-- START STORED RECORDS --

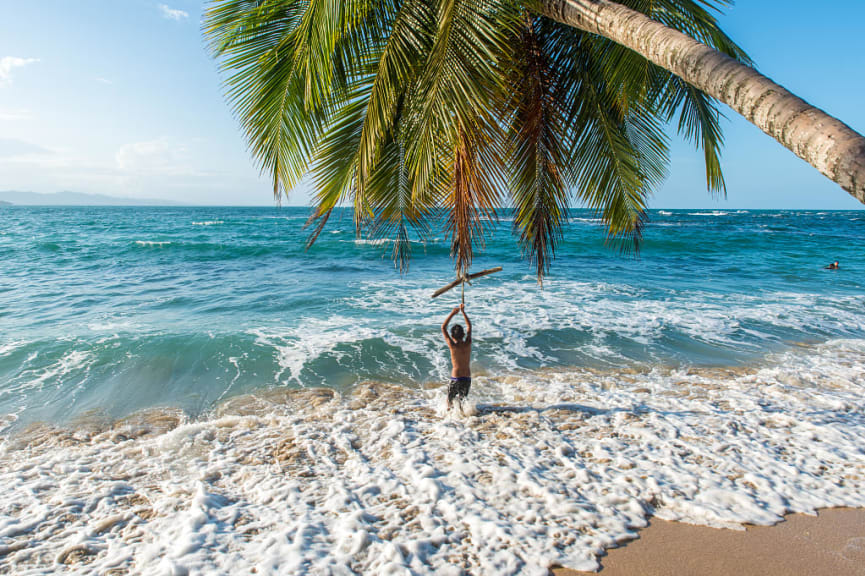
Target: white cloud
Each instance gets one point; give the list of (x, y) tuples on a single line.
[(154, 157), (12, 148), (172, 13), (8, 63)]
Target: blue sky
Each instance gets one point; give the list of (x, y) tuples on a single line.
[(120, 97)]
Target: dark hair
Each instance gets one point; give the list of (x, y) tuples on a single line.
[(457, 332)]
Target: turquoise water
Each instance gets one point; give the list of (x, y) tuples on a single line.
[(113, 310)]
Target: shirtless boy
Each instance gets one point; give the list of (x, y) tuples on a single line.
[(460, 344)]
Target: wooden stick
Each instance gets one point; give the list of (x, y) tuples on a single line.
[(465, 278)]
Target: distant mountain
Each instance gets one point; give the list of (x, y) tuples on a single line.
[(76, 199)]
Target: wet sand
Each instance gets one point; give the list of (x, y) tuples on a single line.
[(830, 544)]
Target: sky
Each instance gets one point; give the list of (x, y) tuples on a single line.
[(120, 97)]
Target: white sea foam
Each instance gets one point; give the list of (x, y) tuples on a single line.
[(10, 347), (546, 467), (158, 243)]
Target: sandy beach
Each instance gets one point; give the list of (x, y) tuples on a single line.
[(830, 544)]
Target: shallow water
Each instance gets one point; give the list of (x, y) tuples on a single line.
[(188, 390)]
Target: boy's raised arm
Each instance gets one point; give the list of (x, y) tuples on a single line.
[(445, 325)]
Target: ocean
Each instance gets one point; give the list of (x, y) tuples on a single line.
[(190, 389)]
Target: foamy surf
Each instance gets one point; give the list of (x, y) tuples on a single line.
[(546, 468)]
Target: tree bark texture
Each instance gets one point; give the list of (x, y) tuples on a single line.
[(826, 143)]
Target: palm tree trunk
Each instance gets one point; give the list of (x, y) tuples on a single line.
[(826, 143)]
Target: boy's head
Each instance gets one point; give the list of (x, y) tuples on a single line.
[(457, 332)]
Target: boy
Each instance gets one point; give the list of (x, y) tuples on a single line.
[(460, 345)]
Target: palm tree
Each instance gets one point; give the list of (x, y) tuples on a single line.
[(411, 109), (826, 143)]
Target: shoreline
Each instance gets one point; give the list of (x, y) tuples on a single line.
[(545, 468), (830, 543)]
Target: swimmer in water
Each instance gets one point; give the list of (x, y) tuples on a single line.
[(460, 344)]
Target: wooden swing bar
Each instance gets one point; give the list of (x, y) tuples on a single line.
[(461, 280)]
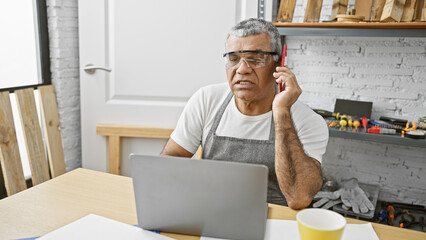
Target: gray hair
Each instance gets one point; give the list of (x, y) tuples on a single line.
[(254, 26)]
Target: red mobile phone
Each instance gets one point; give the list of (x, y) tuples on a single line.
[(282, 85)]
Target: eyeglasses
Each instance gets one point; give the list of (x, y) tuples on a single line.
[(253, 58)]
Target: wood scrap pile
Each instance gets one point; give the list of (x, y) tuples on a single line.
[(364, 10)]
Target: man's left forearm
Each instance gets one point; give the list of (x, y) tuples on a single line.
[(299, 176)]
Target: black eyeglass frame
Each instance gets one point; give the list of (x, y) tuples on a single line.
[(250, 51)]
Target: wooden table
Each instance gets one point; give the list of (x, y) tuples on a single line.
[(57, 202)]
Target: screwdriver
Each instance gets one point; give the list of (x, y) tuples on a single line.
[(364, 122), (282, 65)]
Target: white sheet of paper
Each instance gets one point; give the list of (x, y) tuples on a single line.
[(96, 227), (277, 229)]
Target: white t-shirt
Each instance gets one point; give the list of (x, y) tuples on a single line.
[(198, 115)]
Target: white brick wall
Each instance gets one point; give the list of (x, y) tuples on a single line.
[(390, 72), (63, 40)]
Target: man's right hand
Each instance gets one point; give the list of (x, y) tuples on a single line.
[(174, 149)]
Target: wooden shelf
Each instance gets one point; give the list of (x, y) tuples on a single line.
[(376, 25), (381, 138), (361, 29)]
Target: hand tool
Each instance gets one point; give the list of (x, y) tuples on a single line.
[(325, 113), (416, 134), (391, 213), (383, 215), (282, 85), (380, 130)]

-- END STORED RECORDS --
-- START STORED RECORDS --

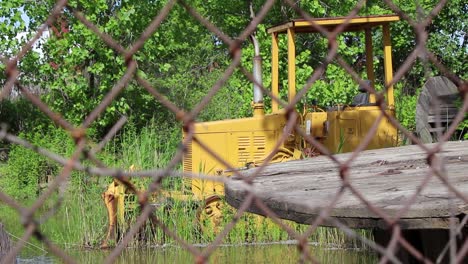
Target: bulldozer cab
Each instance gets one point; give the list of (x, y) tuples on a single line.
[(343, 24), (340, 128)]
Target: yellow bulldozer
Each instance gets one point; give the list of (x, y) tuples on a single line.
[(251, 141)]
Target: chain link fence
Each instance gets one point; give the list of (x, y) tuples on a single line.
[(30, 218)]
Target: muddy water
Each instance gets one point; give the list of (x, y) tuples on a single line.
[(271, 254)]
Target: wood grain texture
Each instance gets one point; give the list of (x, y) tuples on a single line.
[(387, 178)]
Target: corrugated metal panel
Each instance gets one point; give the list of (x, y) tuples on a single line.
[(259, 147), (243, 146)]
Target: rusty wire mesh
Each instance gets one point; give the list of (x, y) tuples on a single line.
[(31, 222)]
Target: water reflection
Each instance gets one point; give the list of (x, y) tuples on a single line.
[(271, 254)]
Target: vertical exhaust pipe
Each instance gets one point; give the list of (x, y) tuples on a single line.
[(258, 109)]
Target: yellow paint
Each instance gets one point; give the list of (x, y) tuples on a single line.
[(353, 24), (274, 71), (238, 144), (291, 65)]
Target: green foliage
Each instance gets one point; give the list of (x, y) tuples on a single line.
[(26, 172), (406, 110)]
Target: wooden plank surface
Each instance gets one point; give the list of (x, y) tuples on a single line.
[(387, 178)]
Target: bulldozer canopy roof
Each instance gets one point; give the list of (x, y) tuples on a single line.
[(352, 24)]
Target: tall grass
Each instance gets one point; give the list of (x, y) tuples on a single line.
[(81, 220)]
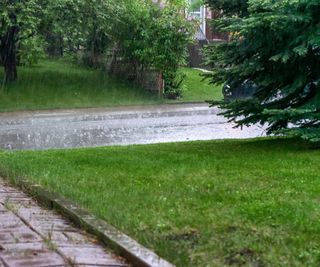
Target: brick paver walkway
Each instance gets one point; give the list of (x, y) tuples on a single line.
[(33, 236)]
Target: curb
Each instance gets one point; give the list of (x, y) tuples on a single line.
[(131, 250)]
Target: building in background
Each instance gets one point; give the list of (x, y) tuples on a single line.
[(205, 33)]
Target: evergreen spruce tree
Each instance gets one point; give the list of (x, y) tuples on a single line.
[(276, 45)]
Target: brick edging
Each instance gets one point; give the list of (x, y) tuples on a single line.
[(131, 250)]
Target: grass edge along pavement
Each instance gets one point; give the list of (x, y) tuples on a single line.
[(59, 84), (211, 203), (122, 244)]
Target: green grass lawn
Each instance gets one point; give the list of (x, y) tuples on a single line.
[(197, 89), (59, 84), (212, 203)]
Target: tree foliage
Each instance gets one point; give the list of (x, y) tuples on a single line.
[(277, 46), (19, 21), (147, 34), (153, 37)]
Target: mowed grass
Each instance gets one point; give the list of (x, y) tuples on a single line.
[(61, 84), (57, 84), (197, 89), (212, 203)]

-- END STORED RECORDS --

--- SHORT PROBLEM ---
Please copy the records word for word, starting at the line containing "Target: white cloud" and ending at the line containing "[(10, 347), (546, 467), (158, 243)]", with both of those lines included.

--- SOLUTION FOR THIS PROBLEM ---
Target: white cloud
Each instance gets one point; give the list of (x, y) tuples on a single line.
[(154, 157), (12, 148), (172, 13), (8, 63)]
Target: blue sky
Each instance gets one point; give the list of (x, y) tuples on a single line.
[(120, 97)]
Target: dark hair
Each instance gets one point; give the list of (x, y) tuples on a single line.
[(457, 332)]
Target: turquoise water
Each instance gets one point; give the list of (x, y) tuples on a single line.
[(113, 310)]
Target: shirtless boy
Each instance gets one point; give the list of (x, y) tuples on a single line.
[(460, 344)]
Target: wooden stick
Each instance gets one point; give the list of (x, y) tuples on a single line.
[(465, 278)]
Target: distant mountain
Each instance gets one point; give the list of (x, y) tuples on a single line.
[(76, 199)]
Target: wet sand
Each instance gets one point; give the list of (x, y) tuples on a single line.
[(830, 544)]
Target: sky
Each instance gets one point; give the list of (x, y) tuples on a single line.
[(120, 97)]
Target: white sea foam
Each instance gets one point; give the list of (x, y) tuples on a single line.
[(10, 347), (546, 467), (158, 243)]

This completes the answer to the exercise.